**WHAT TO PRODUCE:**
Reproduce word for word the lines of the listing below, starting at the line that contains "of the metal" and ending with the final line of the listing.

Lines of data:
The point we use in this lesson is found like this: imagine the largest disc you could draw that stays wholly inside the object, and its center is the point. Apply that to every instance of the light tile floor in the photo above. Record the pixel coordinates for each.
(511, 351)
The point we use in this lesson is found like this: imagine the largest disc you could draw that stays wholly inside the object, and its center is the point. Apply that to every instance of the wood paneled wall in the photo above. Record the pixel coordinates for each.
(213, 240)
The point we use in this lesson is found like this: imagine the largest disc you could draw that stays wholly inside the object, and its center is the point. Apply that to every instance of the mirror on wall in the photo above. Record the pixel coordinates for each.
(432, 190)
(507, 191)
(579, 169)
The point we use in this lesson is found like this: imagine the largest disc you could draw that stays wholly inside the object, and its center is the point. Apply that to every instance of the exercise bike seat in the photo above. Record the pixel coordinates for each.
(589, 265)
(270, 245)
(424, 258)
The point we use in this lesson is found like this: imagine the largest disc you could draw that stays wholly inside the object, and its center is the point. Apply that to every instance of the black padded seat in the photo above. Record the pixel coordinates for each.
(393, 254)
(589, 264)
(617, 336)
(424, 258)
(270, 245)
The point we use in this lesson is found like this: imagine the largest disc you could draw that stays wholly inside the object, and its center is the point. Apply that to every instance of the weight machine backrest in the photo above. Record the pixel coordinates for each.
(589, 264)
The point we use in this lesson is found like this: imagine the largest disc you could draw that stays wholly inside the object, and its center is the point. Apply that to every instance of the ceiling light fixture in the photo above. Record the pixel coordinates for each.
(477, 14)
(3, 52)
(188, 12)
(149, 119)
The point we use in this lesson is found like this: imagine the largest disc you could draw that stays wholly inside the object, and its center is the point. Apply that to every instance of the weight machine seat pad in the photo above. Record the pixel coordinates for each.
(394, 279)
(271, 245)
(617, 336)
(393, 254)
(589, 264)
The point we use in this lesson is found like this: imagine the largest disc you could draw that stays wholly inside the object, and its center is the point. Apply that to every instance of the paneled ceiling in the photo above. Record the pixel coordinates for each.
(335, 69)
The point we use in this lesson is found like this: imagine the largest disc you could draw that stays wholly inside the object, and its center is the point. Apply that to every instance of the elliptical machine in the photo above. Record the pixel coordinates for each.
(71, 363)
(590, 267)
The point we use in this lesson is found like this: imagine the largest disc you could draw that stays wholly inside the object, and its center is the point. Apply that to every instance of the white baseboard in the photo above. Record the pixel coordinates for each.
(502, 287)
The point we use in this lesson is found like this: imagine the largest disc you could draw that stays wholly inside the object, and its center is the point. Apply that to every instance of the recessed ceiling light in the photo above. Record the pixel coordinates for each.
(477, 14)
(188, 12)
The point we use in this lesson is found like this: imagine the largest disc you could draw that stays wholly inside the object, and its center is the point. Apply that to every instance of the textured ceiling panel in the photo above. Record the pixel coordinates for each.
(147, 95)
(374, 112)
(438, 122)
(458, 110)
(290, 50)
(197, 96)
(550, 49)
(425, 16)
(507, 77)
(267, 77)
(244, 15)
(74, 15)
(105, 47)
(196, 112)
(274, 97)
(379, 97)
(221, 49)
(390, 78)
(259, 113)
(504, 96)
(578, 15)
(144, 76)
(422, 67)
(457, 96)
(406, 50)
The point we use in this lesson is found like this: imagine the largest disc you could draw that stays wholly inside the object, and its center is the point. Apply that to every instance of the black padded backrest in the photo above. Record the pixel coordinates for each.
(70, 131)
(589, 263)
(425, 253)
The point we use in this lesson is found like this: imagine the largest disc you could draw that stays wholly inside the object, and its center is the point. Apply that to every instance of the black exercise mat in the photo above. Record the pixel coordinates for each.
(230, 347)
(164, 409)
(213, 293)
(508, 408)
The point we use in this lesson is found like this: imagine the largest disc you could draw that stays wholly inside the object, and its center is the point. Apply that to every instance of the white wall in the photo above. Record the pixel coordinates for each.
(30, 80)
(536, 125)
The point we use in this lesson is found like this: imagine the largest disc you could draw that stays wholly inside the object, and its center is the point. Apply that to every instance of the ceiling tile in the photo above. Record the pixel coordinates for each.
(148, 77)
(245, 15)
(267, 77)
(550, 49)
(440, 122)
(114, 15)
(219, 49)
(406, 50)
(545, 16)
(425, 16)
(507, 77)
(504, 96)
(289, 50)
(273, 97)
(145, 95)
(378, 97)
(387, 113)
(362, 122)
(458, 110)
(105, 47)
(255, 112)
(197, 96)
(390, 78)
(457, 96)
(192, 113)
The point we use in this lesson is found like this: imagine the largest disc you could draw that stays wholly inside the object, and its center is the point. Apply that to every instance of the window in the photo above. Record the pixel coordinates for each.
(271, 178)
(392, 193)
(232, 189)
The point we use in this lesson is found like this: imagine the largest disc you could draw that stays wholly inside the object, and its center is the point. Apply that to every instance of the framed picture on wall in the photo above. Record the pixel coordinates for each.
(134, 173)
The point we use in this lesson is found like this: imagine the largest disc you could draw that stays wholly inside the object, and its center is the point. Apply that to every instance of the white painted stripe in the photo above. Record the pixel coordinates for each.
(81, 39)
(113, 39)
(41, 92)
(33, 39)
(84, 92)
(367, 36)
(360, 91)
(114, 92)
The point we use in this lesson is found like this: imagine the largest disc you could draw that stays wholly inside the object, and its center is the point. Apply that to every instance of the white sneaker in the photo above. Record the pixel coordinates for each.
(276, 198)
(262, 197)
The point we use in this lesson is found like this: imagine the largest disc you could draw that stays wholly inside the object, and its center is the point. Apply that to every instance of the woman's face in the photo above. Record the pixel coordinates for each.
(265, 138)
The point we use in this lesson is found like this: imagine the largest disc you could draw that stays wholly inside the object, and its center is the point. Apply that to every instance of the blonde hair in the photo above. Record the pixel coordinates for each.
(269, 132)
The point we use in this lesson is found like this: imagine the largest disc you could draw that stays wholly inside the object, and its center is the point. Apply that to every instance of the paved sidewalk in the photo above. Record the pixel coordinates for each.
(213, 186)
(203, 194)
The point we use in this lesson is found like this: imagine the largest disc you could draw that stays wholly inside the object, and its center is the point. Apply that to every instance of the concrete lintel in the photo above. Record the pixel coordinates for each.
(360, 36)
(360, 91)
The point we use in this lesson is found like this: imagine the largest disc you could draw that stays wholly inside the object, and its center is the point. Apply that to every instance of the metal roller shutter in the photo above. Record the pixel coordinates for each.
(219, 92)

**EXPECTED OUTPUT:**
The point we use in this lesson is found like this: imagine the largest disc you could draw that stays wholly inside the object, and its center is the point. Apply that to every instance of the metal roller shutter in the photo above. Record the pixel coordinates for each.
(219, 92)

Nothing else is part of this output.